Nothing but the lines below from the first through the one with "shape point(198, 400)" should appear, printed exactly; please leave pictures out.
[[ MATERIAL PROVIDED, beginning ]]
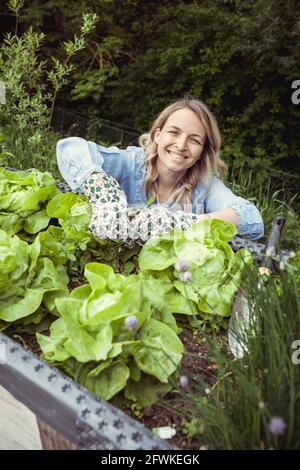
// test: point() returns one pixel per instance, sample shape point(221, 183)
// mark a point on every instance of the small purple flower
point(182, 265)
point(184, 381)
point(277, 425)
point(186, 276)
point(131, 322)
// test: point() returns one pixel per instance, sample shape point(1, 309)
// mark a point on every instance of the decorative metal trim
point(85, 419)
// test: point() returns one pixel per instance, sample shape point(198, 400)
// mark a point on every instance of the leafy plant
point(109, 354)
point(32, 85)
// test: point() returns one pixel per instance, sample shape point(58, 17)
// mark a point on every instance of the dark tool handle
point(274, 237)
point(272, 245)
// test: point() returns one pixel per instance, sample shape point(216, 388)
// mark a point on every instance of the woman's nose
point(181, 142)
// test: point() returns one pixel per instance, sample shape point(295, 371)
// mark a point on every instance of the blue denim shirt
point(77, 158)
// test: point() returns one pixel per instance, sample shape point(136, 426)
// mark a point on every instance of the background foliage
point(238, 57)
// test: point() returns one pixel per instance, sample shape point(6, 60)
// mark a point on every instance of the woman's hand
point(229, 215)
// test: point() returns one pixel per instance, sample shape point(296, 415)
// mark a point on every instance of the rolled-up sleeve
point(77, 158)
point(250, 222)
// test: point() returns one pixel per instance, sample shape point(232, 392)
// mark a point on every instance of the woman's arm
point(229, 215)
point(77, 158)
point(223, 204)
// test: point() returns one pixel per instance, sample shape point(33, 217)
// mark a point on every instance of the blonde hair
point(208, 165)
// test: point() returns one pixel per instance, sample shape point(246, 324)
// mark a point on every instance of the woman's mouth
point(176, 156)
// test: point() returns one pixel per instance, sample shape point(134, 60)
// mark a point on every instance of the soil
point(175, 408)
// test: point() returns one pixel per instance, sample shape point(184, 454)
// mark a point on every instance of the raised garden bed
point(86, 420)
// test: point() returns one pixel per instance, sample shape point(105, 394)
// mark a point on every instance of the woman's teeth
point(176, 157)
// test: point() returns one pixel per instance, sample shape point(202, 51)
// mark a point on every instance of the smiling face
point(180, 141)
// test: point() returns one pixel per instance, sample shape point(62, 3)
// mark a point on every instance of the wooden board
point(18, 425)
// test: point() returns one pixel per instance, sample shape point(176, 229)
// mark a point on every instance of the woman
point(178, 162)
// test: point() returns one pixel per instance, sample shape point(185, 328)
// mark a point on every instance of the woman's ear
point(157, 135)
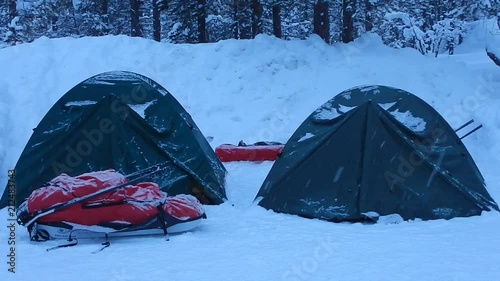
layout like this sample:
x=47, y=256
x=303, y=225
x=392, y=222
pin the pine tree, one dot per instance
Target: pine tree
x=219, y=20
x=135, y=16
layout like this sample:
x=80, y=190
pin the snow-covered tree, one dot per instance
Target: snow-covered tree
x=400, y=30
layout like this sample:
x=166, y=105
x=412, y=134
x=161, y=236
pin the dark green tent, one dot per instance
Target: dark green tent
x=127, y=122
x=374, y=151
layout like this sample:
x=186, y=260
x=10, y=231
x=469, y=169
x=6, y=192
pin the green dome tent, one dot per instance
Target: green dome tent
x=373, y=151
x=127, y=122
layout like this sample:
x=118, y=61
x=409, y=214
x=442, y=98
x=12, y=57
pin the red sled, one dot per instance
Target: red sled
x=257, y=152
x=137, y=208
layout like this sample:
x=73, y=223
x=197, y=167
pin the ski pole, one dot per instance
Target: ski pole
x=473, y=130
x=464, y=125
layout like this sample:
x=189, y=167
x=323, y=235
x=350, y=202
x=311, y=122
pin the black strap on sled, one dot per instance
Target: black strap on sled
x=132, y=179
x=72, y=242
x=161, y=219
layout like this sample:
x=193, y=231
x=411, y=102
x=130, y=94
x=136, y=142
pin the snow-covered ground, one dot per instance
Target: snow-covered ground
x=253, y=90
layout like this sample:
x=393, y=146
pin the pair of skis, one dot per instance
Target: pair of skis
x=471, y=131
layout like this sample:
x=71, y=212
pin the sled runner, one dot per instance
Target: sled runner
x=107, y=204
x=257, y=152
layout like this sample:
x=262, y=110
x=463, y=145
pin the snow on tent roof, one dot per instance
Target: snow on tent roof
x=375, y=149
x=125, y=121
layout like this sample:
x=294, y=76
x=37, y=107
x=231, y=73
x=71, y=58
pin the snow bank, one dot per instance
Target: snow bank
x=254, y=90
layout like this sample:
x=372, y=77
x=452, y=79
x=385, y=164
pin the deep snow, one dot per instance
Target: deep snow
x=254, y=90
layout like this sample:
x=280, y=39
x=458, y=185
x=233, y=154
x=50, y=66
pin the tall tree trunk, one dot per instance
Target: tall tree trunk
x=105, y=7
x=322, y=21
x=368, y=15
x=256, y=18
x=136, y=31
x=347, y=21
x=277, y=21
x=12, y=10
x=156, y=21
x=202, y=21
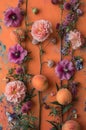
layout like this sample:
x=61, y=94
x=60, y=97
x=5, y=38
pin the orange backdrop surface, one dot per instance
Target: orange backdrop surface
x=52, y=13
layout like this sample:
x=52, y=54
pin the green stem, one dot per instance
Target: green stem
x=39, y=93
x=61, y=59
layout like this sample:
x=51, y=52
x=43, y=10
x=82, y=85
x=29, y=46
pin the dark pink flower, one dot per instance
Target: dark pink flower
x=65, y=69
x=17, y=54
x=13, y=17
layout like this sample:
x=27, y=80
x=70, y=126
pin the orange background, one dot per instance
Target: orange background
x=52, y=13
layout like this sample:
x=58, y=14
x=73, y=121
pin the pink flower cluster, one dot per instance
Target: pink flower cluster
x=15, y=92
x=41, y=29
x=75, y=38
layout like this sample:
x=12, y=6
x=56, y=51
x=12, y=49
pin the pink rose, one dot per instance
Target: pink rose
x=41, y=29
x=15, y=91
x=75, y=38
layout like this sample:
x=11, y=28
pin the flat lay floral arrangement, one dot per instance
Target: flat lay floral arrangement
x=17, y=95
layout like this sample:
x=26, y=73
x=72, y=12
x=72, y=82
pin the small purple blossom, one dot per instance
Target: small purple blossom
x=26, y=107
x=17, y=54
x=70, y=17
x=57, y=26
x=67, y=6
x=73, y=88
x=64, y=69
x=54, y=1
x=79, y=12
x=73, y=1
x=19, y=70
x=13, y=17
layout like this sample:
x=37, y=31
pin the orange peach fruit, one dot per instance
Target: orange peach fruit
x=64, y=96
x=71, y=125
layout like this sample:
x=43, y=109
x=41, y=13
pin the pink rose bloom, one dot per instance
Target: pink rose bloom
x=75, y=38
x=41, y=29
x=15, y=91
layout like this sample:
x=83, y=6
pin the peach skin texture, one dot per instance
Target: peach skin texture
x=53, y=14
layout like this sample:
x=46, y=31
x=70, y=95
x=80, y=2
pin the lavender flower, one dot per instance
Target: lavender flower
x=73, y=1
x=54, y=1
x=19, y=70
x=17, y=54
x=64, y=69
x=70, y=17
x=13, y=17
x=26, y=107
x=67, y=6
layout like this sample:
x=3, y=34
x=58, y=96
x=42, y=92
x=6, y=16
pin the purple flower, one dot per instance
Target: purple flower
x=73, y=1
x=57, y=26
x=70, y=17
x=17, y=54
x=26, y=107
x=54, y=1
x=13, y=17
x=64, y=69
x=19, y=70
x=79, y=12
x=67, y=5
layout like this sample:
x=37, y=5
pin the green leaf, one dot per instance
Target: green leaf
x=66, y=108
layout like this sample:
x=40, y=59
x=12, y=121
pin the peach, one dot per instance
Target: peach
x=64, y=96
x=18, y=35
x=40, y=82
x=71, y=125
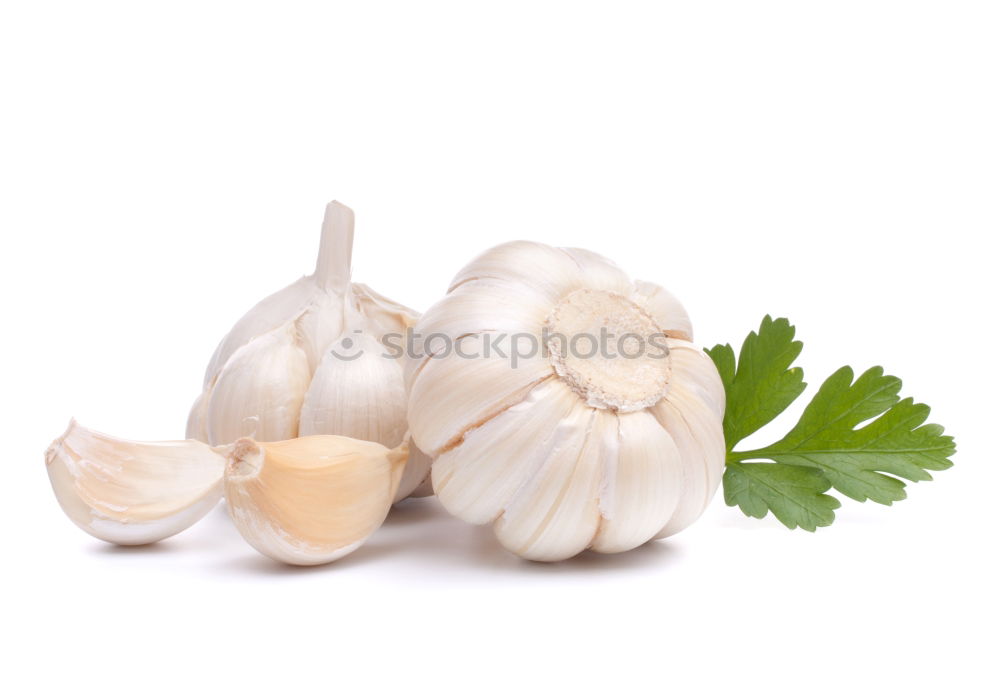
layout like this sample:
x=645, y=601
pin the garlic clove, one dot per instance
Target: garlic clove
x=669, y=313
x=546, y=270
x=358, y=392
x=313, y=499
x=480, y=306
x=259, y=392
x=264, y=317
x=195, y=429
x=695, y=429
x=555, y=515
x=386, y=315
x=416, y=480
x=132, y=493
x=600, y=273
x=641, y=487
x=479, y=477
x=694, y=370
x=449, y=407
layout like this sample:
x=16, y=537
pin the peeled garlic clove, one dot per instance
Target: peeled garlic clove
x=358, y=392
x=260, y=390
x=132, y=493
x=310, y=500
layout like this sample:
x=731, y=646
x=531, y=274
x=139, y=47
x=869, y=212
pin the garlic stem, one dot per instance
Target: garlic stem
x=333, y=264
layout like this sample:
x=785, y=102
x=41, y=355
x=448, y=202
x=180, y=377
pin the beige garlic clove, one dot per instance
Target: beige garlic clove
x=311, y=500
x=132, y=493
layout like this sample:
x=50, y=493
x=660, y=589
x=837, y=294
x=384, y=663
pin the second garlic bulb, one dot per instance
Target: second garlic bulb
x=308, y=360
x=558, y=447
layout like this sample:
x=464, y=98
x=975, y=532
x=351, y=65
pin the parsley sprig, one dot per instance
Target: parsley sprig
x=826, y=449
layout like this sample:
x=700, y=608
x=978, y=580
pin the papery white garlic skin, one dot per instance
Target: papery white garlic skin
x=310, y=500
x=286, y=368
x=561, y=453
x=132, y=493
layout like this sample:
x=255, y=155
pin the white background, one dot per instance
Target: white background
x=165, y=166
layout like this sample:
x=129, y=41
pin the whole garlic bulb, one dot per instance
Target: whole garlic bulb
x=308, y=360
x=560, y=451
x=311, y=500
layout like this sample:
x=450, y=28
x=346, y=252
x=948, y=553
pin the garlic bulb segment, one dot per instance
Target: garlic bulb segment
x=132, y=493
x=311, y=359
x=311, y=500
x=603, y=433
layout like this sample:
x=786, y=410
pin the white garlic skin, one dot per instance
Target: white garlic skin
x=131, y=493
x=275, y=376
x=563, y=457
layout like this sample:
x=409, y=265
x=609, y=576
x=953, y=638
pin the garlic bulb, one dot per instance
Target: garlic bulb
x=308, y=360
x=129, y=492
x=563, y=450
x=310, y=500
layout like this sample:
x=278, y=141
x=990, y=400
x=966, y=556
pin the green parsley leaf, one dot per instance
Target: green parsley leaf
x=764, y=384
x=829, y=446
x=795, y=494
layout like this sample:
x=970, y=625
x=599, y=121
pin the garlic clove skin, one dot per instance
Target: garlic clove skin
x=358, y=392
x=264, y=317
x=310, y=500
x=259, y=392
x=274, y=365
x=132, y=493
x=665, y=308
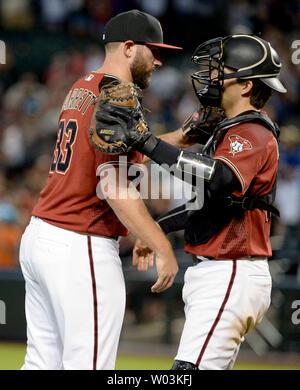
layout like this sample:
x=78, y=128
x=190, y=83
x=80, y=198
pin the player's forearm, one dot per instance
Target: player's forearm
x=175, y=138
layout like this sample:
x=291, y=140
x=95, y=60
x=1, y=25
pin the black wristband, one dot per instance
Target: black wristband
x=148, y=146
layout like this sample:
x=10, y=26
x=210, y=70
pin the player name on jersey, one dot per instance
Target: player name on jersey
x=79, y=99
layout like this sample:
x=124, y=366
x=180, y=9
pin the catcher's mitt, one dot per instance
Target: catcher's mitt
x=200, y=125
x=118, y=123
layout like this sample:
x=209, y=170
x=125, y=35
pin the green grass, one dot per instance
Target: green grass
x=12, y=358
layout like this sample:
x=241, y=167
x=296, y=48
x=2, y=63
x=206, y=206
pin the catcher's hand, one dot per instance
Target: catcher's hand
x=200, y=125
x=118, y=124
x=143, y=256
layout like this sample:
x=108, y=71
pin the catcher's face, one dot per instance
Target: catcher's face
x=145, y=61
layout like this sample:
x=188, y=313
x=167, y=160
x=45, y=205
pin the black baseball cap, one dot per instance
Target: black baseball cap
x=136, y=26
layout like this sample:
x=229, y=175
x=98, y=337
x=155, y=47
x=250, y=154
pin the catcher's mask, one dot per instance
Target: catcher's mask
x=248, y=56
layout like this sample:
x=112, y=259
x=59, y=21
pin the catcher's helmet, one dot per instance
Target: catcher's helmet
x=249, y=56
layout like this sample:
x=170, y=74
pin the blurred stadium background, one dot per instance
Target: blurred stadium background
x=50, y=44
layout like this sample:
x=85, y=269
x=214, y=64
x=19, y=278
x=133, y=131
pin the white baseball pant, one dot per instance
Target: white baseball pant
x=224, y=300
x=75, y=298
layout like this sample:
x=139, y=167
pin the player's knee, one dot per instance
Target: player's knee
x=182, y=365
[[ MATERIAL PROVIDED, end ]]
→ ANSWER:
// test: point() returns one pixel per instance, sample shape point(221, 183)
// mark a point on every instance of the small purple flower
point(182, 265)
point(184, 381)
point(277, 425)
point(186, 276)
point(131, 322)
// test: point() returns one pixel per instance, sample shape point(1, 309)
// mark a point on every instance of the decorative metal trim
point(85, 419)
// test: point() returns one pixel per instance, sample shape point(198, 400)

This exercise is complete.